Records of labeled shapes
┄┄┄┄┄┄┄┄┄┄┄┄┄┄┄┄┄┄┄┄

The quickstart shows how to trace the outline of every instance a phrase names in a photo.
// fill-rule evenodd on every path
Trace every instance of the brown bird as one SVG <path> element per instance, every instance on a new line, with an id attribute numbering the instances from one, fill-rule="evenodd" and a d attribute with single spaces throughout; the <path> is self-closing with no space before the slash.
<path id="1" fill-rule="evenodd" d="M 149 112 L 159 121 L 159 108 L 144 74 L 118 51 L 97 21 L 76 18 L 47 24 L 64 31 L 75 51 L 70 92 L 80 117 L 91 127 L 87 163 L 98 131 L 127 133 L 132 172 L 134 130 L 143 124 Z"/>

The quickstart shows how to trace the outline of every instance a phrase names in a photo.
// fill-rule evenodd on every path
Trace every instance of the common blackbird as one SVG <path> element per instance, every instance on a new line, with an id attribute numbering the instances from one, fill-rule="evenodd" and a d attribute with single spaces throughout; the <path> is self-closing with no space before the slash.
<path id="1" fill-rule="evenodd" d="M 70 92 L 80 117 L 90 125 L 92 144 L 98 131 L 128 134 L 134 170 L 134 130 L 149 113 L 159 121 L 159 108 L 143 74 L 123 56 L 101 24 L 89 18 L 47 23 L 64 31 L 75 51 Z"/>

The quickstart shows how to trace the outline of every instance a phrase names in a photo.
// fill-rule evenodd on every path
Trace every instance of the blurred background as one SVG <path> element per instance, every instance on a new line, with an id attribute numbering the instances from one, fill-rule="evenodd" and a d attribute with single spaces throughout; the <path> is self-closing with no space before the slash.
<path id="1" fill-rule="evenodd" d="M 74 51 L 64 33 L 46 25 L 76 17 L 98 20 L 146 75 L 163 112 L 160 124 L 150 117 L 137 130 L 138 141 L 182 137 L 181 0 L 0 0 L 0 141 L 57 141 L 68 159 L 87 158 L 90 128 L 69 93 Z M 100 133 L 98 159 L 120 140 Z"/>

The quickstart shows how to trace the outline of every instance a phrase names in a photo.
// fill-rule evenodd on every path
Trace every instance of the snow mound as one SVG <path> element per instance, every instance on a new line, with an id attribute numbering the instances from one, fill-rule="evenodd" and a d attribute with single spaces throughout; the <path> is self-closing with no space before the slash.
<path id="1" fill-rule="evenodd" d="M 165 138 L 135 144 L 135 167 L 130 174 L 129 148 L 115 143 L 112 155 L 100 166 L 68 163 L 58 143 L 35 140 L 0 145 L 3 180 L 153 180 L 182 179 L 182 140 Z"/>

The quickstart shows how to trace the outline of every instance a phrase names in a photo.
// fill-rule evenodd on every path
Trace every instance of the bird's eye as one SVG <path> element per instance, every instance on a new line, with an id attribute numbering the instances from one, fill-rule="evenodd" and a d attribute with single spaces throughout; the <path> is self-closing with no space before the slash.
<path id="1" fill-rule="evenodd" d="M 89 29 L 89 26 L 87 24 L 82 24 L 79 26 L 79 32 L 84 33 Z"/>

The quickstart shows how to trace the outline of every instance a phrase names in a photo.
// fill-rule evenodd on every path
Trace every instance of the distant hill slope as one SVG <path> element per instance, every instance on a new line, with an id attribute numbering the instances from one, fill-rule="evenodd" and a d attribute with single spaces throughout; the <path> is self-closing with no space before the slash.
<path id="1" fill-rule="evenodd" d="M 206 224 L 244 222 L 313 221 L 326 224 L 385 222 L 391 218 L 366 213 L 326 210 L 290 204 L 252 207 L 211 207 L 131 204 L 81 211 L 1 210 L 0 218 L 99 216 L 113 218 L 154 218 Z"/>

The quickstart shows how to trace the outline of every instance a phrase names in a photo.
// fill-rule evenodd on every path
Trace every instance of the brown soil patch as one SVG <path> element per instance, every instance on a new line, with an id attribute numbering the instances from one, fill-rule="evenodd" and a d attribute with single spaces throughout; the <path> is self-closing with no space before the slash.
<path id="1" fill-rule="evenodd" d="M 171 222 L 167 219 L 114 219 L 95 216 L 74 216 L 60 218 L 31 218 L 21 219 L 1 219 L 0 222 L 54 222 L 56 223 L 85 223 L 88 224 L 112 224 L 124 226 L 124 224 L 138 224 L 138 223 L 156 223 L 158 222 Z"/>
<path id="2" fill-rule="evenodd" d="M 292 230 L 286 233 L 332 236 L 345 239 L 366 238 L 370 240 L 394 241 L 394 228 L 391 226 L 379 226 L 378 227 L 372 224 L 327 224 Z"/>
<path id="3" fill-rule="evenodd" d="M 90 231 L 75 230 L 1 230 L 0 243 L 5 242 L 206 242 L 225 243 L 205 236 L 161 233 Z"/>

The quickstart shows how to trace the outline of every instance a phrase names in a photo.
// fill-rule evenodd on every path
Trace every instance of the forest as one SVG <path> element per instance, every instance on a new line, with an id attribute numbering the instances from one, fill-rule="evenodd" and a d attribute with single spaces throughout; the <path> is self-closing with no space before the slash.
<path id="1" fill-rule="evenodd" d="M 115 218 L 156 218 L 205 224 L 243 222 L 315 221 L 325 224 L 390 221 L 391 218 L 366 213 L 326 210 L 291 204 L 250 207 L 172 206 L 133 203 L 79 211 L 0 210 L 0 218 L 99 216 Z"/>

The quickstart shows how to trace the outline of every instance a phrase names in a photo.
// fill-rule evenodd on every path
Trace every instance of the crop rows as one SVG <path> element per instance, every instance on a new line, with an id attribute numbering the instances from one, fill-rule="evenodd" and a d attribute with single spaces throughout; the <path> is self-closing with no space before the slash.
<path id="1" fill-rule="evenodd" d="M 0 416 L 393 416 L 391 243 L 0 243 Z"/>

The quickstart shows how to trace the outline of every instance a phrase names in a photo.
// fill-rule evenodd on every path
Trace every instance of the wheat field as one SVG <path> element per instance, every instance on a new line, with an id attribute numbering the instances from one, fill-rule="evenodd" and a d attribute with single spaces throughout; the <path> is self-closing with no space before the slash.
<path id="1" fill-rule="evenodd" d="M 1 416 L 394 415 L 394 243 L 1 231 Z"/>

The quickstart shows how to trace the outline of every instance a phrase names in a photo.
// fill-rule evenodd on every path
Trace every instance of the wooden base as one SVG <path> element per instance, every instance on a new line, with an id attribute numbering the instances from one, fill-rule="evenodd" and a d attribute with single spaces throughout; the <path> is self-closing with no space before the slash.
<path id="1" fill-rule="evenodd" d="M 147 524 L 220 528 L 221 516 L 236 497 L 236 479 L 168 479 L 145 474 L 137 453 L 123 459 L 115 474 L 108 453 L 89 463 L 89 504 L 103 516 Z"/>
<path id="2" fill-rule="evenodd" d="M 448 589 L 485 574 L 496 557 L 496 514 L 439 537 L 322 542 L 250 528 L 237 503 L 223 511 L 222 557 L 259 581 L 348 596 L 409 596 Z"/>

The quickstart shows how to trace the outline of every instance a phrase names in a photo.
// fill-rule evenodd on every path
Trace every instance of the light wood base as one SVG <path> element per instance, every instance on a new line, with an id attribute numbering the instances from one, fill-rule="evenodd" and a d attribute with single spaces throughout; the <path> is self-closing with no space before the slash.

┄┄┄┄┄┄┄┄┄┄┄┄┄┄┄┄┄┄┄┄

• [SHORT EXERCISE]: Please collect every line of the records above that contains the word "distant" and copy each one out in full.

• [EXERCISE OUTPUT]:
Trace every instance of the distant hill slope as one SVG <path> element per instance, every instance on a new line, with an id attribute numbering the instances from one, fill-rule="evenodd" and a d attribute with single spaces throughout; the <path> is self-closing with no space before the slash.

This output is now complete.